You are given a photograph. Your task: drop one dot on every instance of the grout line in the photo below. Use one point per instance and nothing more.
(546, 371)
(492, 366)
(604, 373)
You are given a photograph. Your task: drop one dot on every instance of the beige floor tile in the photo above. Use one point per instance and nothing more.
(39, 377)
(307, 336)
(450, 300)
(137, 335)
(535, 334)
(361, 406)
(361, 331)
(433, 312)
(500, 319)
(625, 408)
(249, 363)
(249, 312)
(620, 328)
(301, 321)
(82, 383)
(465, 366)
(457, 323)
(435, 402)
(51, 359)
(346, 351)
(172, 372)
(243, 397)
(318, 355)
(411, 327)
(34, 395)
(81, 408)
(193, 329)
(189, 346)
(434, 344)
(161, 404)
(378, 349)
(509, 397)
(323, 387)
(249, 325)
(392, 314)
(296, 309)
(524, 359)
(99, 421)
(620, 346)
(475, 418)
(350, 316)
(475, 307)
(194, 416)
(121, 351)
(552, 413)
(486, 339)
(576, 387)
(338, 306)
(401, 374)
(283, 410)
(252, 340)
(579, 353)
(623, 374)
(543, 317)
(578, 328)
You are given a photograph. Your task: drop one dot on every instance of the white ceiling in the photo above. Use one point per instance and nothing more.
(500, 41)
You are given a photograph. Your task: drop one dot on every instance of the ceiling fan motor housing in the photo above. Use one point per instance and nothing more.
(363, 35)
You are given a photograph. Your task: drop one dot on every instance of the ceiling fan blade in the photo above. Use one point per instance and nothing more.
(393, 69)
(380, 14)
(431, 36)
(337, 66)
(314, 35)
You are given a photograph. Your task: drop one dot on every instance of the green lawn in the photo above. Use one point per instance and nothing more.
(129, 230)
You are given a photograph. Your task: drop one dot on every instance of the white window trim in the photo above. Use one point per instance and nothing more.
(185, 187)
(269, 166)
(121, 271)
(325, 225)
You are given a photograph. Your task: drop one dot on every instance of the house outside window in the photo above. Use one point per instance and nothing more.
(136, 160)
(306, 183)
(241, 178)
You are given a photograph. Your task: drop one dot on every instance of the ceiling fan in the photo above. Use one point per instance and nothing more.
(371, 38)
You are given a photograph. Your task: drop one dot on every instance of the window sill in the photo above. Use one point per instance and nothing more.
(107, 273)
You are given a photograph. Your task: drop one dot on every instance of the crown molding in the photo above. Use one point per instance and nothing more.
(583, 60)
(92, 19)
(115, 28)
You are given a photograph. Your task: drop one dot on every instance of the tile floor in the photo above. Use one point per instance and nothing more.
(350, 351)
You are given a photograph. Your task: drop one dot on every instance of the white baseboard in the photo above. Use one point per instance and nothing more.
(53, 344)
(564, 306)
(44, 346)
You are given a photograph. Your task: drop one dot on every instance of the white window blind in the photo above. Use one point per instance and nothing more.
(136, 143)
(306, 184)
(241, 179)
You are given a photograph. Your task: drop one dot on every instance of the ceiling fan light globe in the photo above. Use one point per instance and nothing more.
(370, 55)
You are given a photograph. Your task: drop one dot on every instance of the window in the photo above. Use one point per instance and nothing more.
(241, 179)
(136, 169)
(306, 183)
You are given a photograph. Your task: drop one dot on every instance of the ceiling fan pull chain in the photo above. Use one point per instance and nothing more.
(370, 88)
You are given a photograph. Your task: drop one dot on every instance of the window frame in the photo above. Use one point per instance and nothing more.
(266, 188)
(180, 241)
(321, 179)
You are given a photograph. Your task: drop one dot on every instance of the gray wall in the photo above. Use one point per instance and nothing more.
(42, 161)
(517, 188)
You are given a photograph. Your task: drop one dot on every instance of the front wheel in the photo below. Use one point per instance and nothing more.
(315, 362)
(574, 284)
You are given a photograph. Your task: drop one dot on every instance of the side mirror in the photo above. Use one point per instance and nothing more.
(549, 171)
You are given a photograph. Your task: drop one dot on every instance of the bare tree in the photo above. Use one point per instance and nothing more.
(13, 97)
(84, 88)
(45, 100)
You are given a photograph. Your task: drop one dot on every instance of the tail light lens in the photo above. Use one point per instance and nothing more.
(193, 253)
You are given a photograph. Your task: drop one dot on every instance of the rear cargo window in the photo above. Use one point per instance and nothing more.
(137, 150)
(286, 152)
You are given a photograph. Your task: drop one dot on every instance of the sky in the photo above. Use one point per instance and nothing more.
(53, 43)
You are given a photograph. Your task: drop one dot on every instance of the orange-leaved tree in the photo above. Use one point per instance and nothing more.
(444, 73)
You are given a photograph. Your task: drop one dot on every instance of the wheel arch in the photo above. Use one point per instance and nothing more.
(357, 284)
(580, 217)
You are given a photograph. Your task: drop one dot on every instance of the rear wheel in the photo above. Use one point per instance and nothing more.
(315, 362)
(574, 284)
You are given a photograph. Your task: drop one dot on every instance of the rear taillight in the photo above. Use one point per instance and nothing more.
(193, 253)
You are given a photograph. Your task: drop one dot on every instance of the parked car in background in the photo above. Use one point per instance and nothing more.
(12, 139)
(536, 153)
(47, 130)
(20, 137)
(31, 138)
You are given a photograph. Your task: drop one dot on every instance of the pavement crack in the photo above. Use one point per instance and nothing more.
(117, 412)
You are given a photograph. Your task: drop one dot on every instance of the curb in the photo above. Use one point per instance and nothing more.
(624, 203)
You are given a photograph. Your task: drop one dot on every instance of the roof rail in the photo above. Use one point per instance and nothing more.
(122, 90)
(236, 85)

● **SHORT EXERCISE**
Your task is to give the records above again, exactly.

● **COMPLETED EXERCISE**
You are given a photograph. Your task: drop one dot on every instance of the grout line in the photo below. Use one point per instance and nothing more.
(546, 371)
(492, 366)
(604, 373)
You are given a photograph. Your task: drop one dot on every instance of the beige floor tile in the photo above. Use one point per instance and nothing more.
(39, 377)
(307, 336)
(450, 300)
(137, 335)
(535, 334)
(361, 406)
(361, 331)
(433, 312)
(500, 319)
(625, 408)
(249, 363)
(249, 312)
(620, 328)
(301, 321)
(82, 383)
(465, 366)
(457, 323)
(435, 402)
(51, 359)
(346, 351)
(172, 372)
(243, 397)
(318, 355)
(411, 327)
(34, 395)
(81, 408)
(193, 329)
(189, 346)
(434, 344)
(161, 404)
(378, 349)
(509, 397)
(323, 387)
(249, 325)
(392, 314)
(296, 309)
(524, 359)
(99, 421)
(620, 346)
(475, 418)
(350, 316)
(475, 307)
(194, 416)
(121, 351)
(552, 413)
(486, 339)
(576, 387)
(338, 306)
(401, 374)
(283, 410)
(252, 340)
(579, 353)
(623, 374)
(543, 317)
(578, 328)
You are given a photograph. Your task: drop one dot on every instance of the white ceiling in the photo above. Use one point per instance and nothing more.
(500, 41)
You are given a photograph. Your task: drop one dot on every instance of the ceiling fan motor housing in the photo above. Use one point per instance and nothing more.
(363, 35)
You are given a photograph. Your task: drop one dot on every instance of the ceiling fan blade in the photo above. Use one point per instance and nothing more.
(393, 69)
(380, 14)
(431, 36)
(337, 66)
(314, 35)
You are given a photograph. Your task: drop one dot on every instance of the green lawn in the photo above. Use one point per instance and nothing more.
(129, 230)
You are given a photograph. Your task: drop one dot on every instance of the white window trim in the photo above. Use one point per instance and nothing more.
(185, 187)
(269, 166)
(121, 271)
(325, 225)
You are given a photograph. Your task: drop one dot on every instance of the house outside window in the photo above. Use one point per instance and nothing more.
(136, 160)
(306, 183)
(241, 178)
You are given a photograph. Your task: drop one dot on every instance of the ceiling fan in the photo above. Use one point per instance and nothing more.
(371, 38)
You are given a photograph. Your task: drop one dot on every instance of the window sill in the photo above. Use one point per instance and nothing more.
(107, 273)
You are given a photograph. Your task: drop one dot on every instance of the crown molding in the photo above. Use one point per instance and nothing more.
(583, 60)
(92, 19)
(115, 28)
You are given a photograph. Your task: drop one dot on every instance of the tile floor in the photo above. Use one point per instance and nothing more.
(350, 351)
You are given a photograph. Your task: drop one dot on every instance of the white baseboard in the photo above. Use one point per instance and nothing more.
(53, 344)
(564, 306)
(44, 346)
You are given a photograph. Your task: drop one dot on every instance of the white window blind in the photo above. Use one point per instance and nothing more.
(136, 143)
(306, 184)
(241, 179)
You are given a photograph. Your task: drop one dot on every instance of the ceiling fan light globe in the photo above. Use one point per instance and nothing more.
(370, 55)
You are given a photograph. Your task: drop one dot on every instance of the window in the photo above. Use one point per instance and nothing more.
(241, 179)
(136, 169)
(306, 183)
You are given a photograph. Your task: drop one dot on every instance of the ceiling fan pull chain in the photo above. Use one point per instance and nothing more.
(370, 88)
You are given a photograph. Your task: drop one dot on every instance of the window frame in the photo above. Use one point per instance and nothing more.
(266, 188)
(180, 241)
(321, 179)
You are given a photograph. Your task: drop one dot on every instance of the gray wall in the photo above. Use one point per instance and nothing more.
(42, 161)
(517, 188)
You are given a photograph. Your task: drop one dot on every instance of the front wheel in the photo below. Use one point per instance and nothing more.
(315, 362)
(574, 284)
You are given a photograph. Your task: drop one dot on every instance of the side mirror in the photo above. Use one point per instance and nothing more.
(549, 171)
You are given a photograph. Your task: drop one dot on every instance of the bare tree in the photo above. Use one point per instance and nothing more.
(13, 97)
(84, 88)
(45, 100)
You are given a photograph. Your task: drop one dot on every instance of the tail light lens in the photo above. Use one point per instance and nothing more.
(193, 253)
You are given a photograph. Your task: drop one dot on every instance of the rear cargo window in the photo above. Use one point per instance and nothing more.
(137, 150)
(286, 152)
You are given a photograph. Your task: drop one dot on every instance of the sky in the photo above. Use one point per instance and nothing more.
(53, 43)
You are given a photograph. Your task: drop one dot on every instance of the orange-leaved tree in the photo above. Use one point per instance and nothing more.
(444, 73)
You are given a photograph. Your task: drop one dot on every instance of the wheel arch in the photo above. Use one point per instance and nothing more.
(357, 284)
(580, 217)
You are given a photograph. Your task: drop one dot on every instance of the rear wheel in the photo above. Use one point per instance and nothing more.
(315, 362)
(574, 284)
You are given a photograph. Your task: drop one dot on every instance of the rear taillight in the photo above. Use one point per instance and nothing more.
(193, 253)
You are given a photograph. Your task: drop one dot on every instance of the parked car in background in the photo above. Use one point per instance and nothing more.
(12, 139)
(536, 153)
(47, 130)
(20, 137)
(31, 138)
You are given a photograph. Your task: drop one dot on every instance of the pavement crack in the photo above. Use one point per instance and nothing more.
(117, 412)
You are given a photograph. Your task: drop one dot on every instance of the curb in the photo above. Use one point per instance and nothing more.
(624, 203)
You are given a photograph. Your task: drop one dot on every instance of the roof rail in the photo above. Use one point per instance and nothing more.
(122, 90)
(236, 85)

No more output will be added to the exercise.